# [SOURCE DOCUMENT]
2. Exceptions imply a secondary means of controlling program flow other than function calls and returns. When an exception is raised, this secondary control flow immediately propagates the exception to the functions caller; if a try block exists, the exception can be caught and handled (or rethrown); if no such block exists, the exception continues propagating up the call stack. Exceptions require certain features in the language, and support from both compiler and VM. Languages which use this idiom include Java, Python, and Converge.

Outline of the problem

The problem comes when one is trying to write highly fault tolerant code, by which I mean systems which try to keep on running even when undesirable events or situations arise. I documented my experiences when writing the (tiny) e-mail sending program extsmail earlier. Highly fault tolerant systems need to deal explicitly with almost every error that can occur; with judicious thought, it is amazing how many errors can either be partly or fully recovered from. In extsmail, the only fatal error (i.e. the system immediately exits) is when memory is exhausted. I would guess that about 40% of extsmail's code is to do with error checking and handling - such fault tolerant systems are much more expensive to produce than the alternative. extsmail is written in C, a language which much folklore would suggest is fundamentally ill-suited to the task. The fact that extsmail - and indeed, most of the other C software I use - works and, I hope, works reasonably well, continues to grate against my long-held prejudices; yet I honestly don't think I could write a system which is as fault tolerant in any other comparable language - in particular, in any exception-based language of my acquaintance.

Some readers might interpret the above as being a position based either on ignorance, or a hatred of exceptions. While I generally plead guilty to charges of ignorance, I can provide some evidence that in this rare situation it's not the case. The language that I designed - Converge - is an exception-based language. To the charge of hatred I say that, except when writing highly fault-tolerant systems, I believe exceptions are the best way of dealing with errors.

If I don't hate exceptions, what's the problem? Here's the rub. In theory there is no real problem with exceptions; they're clearly a more pleasing solution to the problem than error checking. The problem comes because they seem to inevitably lead to a certain style of programming that is not suitable for highly fault tolerant code. This style permeates every exception based language and library I have seen. Before I go into more detail as to what the problem is, it's best to take a step back and look at the competing solutions.

Error checking

Let's consider error checking in a C-like environment (I say C-like because I wish to avoid the horror that is is errno; let us also assume that this C-like environment allows functions to return multiple values). A possible example is the following:

int err;
if ((err = write(...)) != 0) {
  switch (err) {
    case EINTR:
      ...
    case EAGAIN:
      ...
    case ...:
      ...
  }
}

In general, it's unusual to explicitly deal with each different error that a function can return. At the other end of extreme, one can choose to simply ignore the error returned by a function:

write(...);

if (write(...) != 0)
  err(1, "Fatal error.\n");

As the above hopefully suggests, error checking code suffers several problems including: verbosity; the ease with which minor typos escape notice; and the difficulty of retrospectively changing APIs (extending the errors that a function returns would, in general, necessitate changing - or at least checking - all callers of that function). However there is one point which, while it might initially seem a problem, turns out to have interesting positive consequences. Since error checking relies entirely on convention, every function that follows this idiom must carefully document what errors it can return; without that, the idiom would be unusable. We'll return to this shortly.

# [WHAT IS EXPECTED]
Pick up the piece on exceptions versus error checking in fault-tolerant code right after its final sentence and keep writing.

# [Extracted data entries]

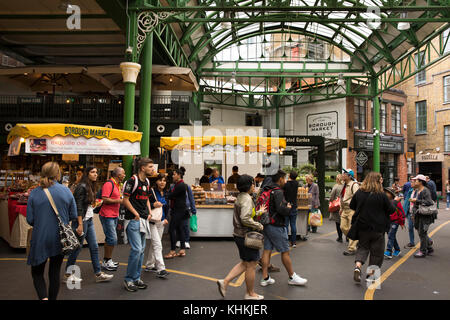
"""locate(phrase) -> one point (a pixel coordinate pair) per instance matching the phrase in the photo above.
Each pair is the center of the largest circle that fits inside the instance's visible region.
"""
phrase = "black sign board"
(390, 144)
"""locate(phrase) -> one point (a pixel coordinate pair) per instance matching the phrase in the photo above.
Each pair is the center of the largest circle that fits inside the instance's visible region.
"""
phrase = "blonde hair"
(49, 173)
(372, 183)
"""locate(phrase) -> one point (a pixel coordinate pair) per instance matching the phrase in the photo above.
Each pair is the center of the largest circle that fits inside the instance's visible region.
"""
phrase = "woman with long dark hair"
(178, 213)
(84, 195)
(45, 242)
(370, 222)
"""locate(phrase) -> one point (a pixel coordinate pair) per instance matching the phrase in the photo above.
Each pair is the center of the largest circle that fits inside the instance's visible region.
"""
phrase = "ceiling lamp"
(403, 25)
(226, 24)
(341, 81)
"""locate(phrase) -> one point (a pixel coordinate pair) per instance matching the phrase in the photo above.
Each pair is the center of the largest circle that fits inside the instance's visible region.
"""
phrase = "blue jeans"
(89, 235)
(136, 258)
(392, 242)
(291, 220)
(410, 229)
(109, 228)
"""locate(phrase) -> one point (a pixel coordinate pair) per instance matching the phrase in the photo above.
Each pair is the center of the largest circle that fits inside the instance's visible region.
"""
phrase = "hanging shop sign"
(323, 124)
(361, 158)
(390, 144)
(432, 157)
(80, 145)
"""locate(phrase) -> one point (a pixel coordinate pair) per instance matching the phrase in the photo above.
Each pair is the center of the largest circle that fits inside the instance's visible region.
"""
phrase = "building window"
(446, 40)
(421, 117)
(446, 89)
(420, 61)
(447, 138)
(360, 114)
(396, 117)
(383, 117)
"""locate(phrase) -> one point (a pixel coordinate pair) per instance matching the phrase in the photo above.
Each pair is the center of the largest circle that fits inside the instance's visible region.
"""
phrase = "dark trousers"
(370, 242)
(176, 229)
(422, 225)
(37, 272)
(338, 229)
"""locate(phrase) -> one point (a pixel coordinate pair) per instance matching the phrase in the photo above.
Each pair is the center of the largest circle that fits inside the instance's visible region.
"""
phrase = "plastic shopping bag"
(193, 223)
(315, 219)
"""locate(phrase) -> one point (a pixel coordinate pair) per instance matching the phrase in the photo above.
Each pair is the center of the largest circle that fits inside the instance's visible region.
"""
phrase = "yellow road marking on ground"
(371, 290)
(235, 284)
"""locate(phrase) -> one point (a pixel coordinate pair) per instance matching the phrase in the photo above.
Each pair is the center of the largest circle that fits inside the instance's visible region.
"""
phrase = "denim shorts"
(109, 228)
(275, 238)
(246, 254)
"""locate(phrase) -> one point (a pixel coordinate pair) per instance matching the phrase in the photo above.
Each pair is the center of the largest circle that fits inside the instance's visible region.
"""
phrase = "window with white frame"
(447, 138)
(421, 117)
(360, 114)
(446, 89)
(396, 119)
(420, 61)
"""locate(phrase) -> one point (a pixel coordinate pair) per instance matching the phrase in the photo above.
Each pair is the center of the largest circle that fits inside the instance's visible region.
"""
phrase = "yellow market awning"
(250, 144)
(39, 130)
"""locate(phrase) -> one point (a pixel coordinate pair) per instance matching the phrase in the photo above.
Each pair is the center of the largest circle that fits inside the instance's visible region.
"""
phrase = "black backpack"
(99, 196)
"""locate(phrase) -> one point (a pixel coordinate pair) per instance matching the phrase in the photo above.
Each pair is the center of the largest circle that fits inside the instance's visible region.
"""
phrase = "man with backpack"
(275, 235)
(136, 193)
(350, 188)
(109, 215)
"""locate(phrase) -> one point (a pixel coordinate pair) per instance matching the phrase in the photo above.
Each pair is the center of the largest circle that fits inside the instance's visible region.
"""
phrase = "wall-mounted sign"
(361, 158)
(432, 157)
(391, 144)
(323, 124)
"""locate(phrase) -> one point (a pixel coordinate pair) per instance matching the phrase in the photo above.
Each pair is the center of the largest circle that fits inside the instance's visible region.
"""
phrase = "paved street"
(193, 277)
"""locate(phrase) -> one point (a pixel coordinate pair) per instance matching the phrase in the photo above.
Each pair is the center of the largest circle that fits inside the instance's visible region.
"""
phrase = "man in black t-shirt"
(138, 212)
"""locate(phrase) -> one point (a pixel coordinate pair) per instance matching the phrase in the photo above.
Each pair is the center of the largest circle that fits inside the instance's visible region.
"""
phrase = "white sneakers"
(186, 244)
(71, 279)
(257, 297)
(295, 281)
(265, 283)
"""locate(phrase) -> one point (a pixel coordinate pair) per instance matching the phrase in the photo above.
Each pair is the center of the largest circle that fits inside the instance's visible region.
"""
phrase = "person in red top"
(397, 219)
(109, 213)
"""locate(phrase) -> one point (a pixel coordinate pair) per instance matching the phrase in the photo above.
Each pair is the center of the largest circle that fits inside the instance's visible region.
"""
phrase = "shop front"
(391, 156)
(65, 144)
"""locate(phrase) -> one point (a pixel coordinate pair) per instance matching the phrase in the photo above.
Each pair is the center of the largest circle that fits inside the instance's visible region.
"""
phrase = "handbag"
(156, 212)
(334, 205)
(254, 240)
(193, 223)
(427, 210)
(69, 241)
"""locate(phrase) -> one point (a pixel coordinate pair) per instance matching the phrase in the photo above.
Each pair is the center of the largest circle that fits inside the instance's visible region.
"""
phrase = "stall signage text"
(100, 133)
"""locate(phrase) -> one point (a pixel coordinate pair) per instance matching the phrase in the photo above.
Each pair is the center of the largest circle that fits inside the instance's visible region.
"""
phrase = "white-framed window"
(421, 116)
(396, 118)
(446, 89)
(420, 60)
(360, 114)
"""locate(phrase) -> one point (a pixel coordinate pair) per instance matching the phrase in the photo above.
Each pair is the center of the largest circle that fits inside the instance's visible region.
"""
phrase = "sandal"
(181, 254)
(170, 255)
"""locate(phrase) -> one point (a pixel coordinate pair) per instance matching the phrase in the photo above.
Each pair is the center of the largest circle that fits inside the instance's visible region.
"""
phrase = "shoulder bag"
(254, 240)
(156, 212)
(69, 241)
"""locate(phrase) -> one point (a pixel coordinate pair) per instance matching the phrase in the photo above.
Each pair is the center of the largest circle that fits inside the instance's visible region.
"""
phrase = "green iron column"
(130, 71)
(146, 95)
(376, 119)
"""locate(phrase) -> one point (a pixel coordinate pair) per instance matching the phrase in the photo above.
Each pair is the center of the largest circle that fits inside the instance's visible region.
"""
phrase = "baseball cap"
(420, 177)
(349, 172)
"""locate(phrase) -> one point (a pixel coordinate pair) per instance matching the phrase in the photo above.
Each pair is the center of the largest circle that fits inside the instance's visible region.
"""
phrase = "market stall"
(50, 139)
(215, 202)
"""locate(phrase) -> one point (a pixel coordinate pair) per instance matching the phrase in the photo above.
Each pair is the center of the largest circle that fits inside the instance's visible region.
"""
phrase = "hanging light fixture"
(226, 24)
(403, 25)
(341, 81)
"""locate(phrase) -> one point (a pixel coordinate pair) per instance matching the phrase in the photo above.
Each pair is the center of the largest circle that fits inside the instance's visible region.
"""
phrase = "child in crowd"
(397, 219)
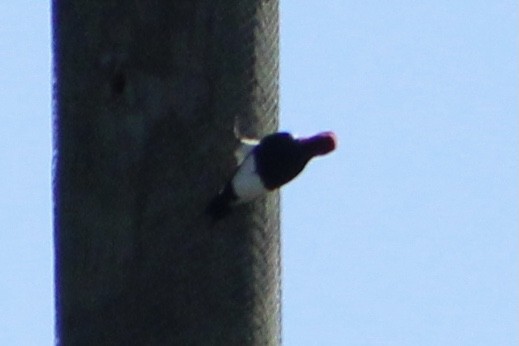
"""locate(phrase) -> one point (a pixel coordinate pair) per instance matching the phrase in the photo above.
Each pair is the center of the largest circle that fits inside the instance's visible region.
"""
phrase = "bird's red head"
(320, 144)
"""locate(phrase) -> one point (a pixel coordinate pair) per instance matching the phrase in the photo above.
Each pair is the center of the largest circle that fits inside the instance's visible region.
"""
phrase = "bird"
(267, 165)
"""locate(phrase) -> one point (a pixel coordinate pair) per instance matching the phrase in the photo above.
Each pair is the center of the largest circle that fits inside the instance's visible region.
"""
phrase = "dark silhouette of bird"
(267, 165)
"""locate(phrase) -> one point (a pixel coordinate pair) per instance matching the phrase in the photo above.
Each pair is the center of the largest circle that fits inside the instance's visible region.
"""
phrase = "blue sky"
(406, 235)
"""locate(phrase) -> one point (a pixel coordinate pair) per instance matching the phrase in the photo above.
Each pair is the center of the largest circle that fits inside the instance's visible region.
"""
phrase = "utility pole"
(150, 99)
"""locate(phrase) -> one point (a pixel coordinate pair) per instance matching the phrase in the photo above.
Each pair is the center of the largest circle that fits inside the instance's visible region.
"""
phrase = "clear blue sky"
(407, 235)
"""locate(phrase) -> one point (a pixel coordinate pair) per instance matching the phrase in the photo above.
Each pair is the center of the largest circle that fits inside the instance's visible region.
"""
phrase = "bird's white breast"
(246, 182)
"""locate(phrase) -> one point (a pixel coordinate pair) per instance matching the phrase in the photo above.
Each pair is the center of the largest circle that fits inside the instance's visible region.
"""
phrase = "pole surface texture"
(151, 98)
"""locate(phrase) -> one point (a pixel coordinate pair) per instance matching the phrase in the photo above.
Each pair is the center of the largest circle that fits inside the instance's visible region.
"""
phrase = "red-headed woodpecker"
(267, 165)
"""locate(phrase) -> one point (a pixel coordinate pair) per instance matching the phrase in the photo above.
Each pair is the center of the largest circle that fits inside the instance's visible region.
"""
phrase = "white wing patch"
(246, 182)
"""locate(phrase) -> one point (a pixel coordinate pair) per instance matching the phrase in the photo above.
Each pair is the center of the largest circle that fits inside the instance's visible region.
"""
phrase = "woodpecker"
(267, 165)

# [EXPECTED ANSWER]
Exceptions

try {
  err = write(...);
}
catch Interrupt_Exception e {
  ...
}
catch Again_Exception e {
  ...
}
catch ... {
  ...
}

try {
  err = write(...);
}
catch IO_Exception e {
  ...
}

Of course, the beauty of exceptions is that they don't need to be explicitly handled. Furthermore, there is much less potential to silently, and accidentally, swallow an error (as can easily happen in error-checking systems; and assuming one doesn't have a brain-dead checked exception system as in Java). A system which uses exceptions is entirely predictable: it will run reliably and tend to fail reliably and quickly. In contrast, a buggy error-checking system will often fall over long after the real error occurred, in a way which makes debugging painful at best.

The problem with exceptions

Ironically it is the ease of exceptions which I believe is their downfall.

1. The first problem is theoretical in nature. Most languages don't include exceptions in their typing system. This means that there is no way of knowing what exceptions a function will throw. As such, this isn't a problem: I'm not known as a big fan of static typing anyway. The problem then becomes a cultural one: the exception based languages with which I am familiar only lightly document what exceptions a function can throw. Even when they document the exceptions, it is rarely clear exactly what circumstances will lead to the exception being raised; and it is generally equally ambiguous as to exactly what the exception being raised means. Compare that with the terse, but invariably precise, descriptions of the C Unix man pages. Each function religiously documents the error codes it will return and what they mean. Clearly this is a cultural problem at heart - there's no real reason why exception based systems have to have such poor documentation. But, I would argue, that because most programs have no need to precisely know what exceptions a function could throw, there is no cultural pressure to document such things. And, as soon as one function is imprecisely documented, any function which calls it is inevitably going to be imprecise in its documentation (even if it doesn't realise it). Poor documentation of exceptions is thus difficult to avoid.
2. The second problem is due to the ease with which exceptions can be thrown. Most functions, if carefully analysed, can potentially throw a vast number of exceptions. This is hardly surprising. Every look-up of an element in a list; every division of an integer; not to mention the fun that polymorphism can bring to the table; all of these things can potentially raise an exception. The culture of most exception based languages is not to see this as problem and thus not to be defensive: exceptions safely catch problems, so little to nothing is done to check in advance that a given action will not raise an exception. In contrast, error-checking languages have to be defensive: if the pre-conditions for an action are not checked in advance, the system is likely to go wrong in unpredictable fashion. Therefore error-checking systems force programmers to explicitly consider every error that a function might have to throw; and most of them are either dealt with explicitly or, at least, documented. In general, functions in error-checking languages return far fewer distinct errors than an exception-based function can raise exceptions.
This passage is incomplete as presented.